Segment Start: Exercise passage
I can only tell you what I have read here that this Stain and Odour Remover Clean Cotton 470ml by Simple Solution | Pets at Home Is supposed to work very well.There is a solution that you can make up yourself Cat Urine: Clean & Remove Cat Urine in Carpet FREE Recipe I have been very lucky and not had to use either (prob.just jinxed that ) Good luck,hope this helps.


----------



## Maria_1986 (May 15, 2011)

I used simple solution with my previous cat who came to us because a 'friend' was told she could no longer keep him (found out after landlord had threatened to kick her out because he was toileting all over the floor)

He never went in the same place after I had sprayed and scrubbed with the stain and odour remover and my Mum (who is very sensitive to the smell of cat urine) didn't notice any smell when she came to visit - well at least until he pee'd on her pillow....


----------



## Tishtash451 (May 2, 2011)

whitehouse19 said:


> Hi,
> 
> Firstly sorry if this is a duplicate post, I have tried a search but couldn't find what I was looking for! Secondly, sorry if it's in the wrong place!
> 
> ...


Hi, I would definately recommend Simple Solution!! 

I have an elderly cat who now and again will soil the carpet...After using Simple Solution, it gets rid of any odours and he doesn't return to the area at all.... Its also brilliant at getting rid of stains..

I would shop around though.... the internet is probably the best place to get it from as I find pet shops charge more....

Good luck!! :biggrin:


----------



## jenny armour (Feb 28, 2010)

well if there is something that is guaranteed to work please let me know as i have never found anything, only keep the cat away from the area for sometime to come, that seems to work most times


----------



## Catnip-Kingdom (Apr 13, 2011)

Simple Solution is the way to go, you should be able to google it


----------
Segment End: Exercise passage
Segment Start: Dataset entries
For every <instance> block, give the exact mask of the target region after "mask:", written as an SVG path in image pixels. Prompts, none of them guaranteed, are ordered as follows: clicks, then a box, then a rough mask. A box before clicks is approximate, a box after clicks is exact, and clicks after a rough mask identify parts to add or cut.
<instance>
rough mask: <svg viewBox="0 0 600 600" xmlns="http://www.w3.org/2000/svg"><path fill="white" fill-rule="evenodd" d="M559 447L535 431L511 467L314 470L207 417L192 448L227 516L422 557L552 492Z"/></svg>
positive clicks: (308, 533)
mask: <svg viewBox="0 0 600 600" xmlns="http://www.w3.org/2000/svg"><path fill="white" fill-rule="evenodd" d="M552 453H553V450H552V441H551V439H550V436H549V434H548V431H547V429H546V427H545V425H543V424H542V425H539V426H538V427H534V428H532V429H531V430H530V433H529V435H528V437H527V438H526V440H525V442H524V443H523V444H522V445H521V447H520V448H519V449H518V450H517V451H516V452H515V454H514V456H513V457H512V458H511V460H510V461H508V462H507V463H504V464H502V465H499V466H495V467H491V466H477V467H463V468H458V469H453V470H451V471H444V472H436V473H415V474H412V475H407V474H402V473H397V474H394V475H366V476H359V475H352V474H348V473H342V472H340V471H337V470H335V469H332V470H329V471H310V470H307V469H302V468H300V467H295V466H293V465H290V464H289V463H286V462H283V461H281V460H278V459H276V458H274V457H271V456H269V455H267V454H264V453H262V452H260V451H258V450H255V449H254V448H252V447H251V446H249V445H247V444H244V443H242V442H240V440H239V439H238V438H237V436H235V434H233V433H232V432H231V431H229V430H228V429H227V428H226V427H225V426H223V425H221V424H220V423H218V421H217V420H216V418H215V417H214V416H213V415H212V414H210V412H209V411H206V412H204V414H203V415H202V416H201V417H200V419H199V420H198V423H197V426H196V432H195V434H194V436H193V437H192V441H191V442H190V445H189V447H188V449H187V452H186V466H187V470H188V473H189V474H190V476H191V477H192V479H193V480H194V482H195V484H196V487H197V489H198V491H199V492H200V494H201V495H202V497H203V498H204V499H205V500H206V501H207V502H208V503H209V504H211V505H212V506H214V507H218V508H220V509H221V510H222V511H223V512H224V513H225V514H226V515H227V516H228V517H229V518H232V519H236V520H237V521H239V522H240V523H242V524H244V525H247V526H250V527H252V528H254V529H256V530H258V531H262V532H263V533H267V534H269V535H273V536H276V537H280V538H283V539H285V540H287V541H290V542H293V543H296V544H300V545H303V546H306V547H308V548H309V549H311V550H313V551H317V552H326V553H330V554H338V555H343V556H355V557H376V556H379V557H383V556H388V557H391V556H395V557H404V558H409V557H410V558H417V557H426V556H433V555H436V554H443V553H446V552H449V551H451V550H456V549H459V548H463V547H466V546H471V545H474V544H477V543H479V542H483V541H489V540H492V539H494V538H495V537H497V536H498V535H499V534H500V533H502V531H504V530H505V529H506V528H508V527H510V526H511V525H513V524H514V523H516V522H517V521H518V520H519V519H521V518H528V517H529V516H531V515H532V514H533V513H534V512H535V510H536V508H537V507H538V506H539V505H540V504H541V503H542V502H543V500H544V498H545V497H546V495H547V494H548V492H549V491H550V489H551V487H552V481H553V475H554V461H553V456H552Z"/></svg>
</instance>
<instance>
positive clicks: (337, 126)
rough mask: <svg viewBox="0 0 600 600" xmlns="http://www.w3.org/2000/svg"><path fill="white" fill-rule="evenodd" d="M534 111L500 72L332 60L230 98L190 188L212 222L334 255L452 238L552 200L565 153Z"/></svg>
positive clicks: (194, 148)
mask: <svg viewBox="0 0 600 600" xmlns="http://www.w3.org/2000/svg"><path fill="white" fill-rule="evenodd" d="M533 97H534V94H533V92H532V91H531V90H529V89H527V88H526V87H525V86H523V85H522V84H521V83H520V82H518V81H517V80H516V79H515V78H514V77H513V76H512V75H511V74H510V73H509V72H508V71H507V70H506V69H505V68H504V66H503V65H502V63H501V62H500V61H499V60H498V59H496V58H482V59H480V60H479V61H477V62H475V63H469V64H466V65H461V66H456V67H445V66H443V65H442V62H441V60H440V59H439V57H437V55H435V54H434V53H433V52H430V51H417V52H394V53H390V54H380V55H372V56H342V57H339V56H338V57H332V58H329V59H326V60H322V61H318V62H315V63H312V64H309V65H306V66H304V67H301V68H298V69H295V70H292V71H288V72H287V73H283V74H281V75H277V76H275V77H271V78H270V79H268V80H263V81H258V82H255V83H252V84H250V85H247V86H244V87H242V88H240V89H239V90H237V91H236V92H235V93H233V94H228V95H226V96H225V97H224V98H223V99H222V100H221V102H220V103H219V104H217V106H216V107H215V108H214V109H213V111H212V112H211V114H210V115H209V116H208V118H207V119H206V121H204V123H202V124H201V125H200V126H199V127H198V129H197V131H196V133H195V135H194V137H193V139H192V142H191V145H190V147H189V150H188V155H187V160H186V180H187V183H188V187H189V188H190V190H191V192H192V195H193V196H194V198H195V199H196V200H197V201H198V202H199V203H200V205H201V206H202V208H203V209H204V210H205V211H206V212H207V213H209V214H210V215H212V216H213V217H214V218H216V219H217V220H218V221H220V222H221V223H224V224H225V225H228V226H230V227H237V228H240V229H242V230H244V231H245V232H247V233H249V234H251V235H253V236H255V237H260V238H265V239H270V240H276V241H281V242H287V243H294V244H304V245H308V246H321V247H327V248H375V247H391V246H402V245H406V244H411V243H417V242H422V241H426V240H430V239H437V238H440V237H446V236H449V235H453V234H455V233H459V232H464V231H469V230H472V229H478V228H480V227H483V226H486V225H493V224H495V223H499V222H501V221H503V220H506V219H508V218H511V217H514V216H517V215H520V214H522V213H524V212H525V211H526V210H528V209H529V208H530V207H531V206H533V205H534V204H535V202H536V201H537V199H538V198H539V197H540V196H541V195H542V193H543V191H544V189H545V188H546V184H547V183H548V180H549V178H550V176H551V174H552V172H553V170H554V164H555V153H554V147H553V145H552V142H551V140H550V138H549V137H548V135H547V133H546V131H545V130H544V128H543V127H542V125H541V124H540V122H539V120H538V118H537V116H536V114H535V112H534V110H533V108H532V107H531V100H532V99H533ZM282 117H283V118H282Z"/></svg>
Segment End: Dataset entries
» **Exercise tasks**:
(1) In the cat urine thread, why does Tishtash451 advise buying Simple Solution on the internet?
(2) Do these statements agree with the cat urine thread? Answer yes or no for each and quote the words that decide it.
(a) Maria_1986's Mum noticed a smell of cat urine when she visited.
(b) jenny armour has found a product that reliably works.
(c) After Simple Solution is used, Tishtash451's elderly cat stays away from the spot.

» **Responses by task**:
(1) Tishtash451 finds that pet shops charge more, so the internet is probably the best place to get it.

(2)
(a) No: "didn't notice any smell when she came to visit"
(b) No: "i have never found anything"
(c) Yes: "he doesn't return to the area at all"